# Aim of the exercise
Set down the full data below exactly as given, please.

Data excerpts
###

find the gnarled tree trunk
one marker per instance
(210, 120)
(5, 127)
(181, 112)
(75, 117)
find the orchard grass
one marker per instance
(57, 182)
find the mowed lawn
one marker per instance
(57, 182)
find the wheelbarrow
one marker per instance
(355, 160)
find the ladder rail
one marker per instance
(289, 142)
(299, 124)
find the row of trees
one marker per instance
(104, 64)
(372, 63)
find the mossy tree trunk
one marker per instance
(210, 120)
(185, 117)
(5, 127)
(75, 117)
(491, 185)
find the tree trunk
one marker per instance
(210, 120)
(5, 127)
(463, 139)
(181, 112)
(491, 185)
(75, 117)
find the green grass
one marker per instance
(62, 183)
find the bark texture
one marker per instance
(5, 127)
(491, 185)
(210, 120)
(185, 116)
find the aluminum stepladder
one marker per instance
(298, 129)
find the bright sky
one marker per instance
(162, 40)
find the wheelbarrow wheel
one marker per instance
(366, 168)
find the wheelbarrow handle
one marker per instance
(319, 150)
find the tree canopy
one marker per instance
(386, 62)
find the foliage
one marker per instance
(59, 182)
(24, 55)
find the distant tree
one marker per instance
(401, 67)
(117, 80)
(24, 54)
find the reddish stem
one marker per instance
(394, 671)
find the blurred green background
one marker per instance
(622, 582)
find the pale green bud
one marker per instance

###

# Exercise response
find the gnarled tree trunk
one marker per instance
(210, 120)
(5, 127)
(181, 112)
(75, 117)
find the orchard grass
one marker per instance
(57, 182)
find the mowed lawn
one marker per instance
(57, 182)
find the wheelbarrow
one marker per instance
(355, 160)
find the ladder rail
one marker per instance
(289, 142)
(299, 124)
find the row of trees
one marker per instance
(104, 64)
(372, 63)
find the mossy tree trunk
one marker per instance
(210, 120)
(185, 117)
(5, 127)
(75, 117)
(491, 185)
find the tree trunk
one marker per instance
(210, 120)
(5, 127)
(463, 139)
(181, 112)
(491, 185)
(75, 117)
find the green grass
one marker per instance
(62, 183)
find the bark texture
one marker per instance
(5, 127)
(491, 185)
(210, 120)
(185, 116)
find the aluminum stepladder
one marker per instance
(298, 129)
find the bright sky
one marker per instance
(162, 40)
find the wheelbarrow wheel
one marker per instance
(366, 168)
find the wheelbarrow handle
one marker per instance
(319, 150)
find the tree canopy
one marker per instance
(386, 62)
find the foliage
one marker per instance
(59, 182)
(24, 55)
find the distant tree
one marker per instance
(401, 67)
(117, 80)
(24, 54)
find the reddish stem
one marker per instance
(394, 671)
find the blurred green background
one marker per instance
(622, 582)
find the pale green bud
one marker per instance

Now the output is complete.